--- START ---

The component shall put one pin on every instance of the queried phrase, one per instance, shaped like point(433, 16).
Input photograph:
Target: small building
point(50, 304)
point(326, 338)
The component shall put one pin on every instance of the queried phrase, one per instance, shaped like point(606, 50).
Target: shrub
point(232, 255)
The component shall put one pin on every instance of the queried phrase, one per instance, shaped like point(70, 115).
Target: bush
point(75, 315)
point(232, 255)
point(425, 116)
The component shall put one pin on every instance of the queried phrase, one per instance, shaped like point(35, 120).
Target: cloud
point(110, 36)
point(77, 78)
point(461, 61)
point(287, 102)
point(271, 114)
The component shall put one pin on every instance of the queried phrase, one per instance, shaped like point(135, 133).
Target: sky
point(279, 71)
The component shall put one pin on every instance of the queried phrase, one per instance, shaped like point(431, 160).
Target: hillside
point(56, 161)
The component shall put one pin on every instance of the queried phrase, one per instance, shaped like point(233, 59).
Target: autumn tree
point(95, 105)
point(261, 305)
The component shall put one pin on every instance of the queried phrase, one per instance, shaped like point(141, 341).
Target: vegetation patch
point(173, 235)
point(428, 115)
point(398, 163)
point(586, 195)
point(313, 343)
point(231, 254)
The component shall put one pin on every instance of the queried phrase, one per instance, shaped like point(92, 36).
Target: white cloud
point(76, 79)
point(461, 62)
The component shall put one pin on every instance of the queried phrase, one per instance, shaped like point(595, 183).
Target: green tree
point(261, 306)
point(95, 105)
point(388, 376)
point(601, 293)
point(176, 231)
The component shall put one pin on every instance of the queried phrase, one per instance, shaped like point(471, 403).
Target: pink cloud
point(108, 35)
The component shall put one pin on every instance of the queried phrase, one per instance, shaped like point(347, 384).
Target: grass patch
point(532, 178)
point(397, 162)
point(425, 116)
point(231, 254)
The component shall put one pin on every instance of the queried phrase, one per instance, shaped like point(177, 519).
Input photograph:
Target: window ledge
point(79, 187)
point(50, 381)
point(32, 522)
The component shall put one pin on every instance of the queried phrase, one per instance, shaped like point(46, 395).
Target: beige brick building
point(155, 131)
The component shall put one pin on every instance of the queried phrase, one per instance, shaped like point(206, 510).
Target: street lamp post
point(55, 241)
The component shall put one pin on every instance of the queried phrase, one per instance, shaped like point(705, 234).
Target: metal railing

--- END ---

| ACTION ITEM |
Make a faithful copy of every record above.

| YOUR RESPONSE |
The component shall put one pin on every instance of the queried phrase, one per instance, shaped like point(433, 16).
Input photograph:
Target: small building
point(50, 304)
point(326, 338)
The component shall put one pin on every instance of the queried phrase, one per instance, shaped like point(606, 50).
Target: shrub
point(232, 255)
The component shall put one pin on every instance of the queried phrase, one per instance, shaped like point(70, 115).
Target: bush
point(75, 315)
point(232, 255)
point(425, 116)
The component shall put one pin on every instance of the queried phrase, one per instance, shaped like point(35, 120).
Target: cloud
point(110, 36)
point(77, 78)
point(461, 61)
point(287, 102)
point(271, 114)
The component shall put one pin on every instance of the queried phrase, one per instance, shaped like point(135, 133).
Target: sky
point(279, 71)
The component shall put one pin on every instance of the queried phrase, one per instance, shaped like point(431, 160).
Target: hillside
point(56, 161)
The component shall put one pin on every instance of the queried phrase, one per instance, shaped like point(233, 59).
Target: autumn tree
point(95, 105)
point(261, 305)
The component shall put one pin on every instance of the queried phrase, one per instance, shaped like point(141, 341).
Target: vegetation patch
point(173, 235)
point(428, 115)
point(398, 163)
point(586, 195)
point(313, 343)
point(231, 254)
The component shall put one pin on every instance of the queried phrase, one per instance, shaped like point(92, 36).
Target: white cloud
point(76, 79)
point(461, 62)
The component shall put one pin on every instance of the queried phrase, one per instance, shaped like point(595, 183).
Target: green tree
point(261, 306)
point(95, 105)
point(388, 376)
point(601, 293)
point(176, 231)
The component shall put one pin on every instance of the queried phrase, one per instance, shaped like point(471, 403).
Target: pink cloud
point(108, 35)
The component shall put one pin on every instance of the queried phrase, one per instance, shaped like point(347, 384).
Target: grass patch
point(532, 178)
point(397, 162)
point(425, 116)
point(231, 254)
The component shall put one pin on every instance of the queried phrase, one per instance, shaped like point(177, 519).
Input photograph:
Target: window ledge
point(79, 187)
point(50, 381)
point(32, 522)
The component shall put one pin on every instance of the queried phrase, one per instance, shaped like point(46, 395).
Target: beige brick building
point(155, 131)
The component shall put one pin on every instance of the queried phrase, one per instance, shaped like point(206, 510).
Target: street lamp post
point(55, 241)
The component shall put one pin on every instance of the queried phrase, one per instance, shaped like point(705, 234).
Target: metal railing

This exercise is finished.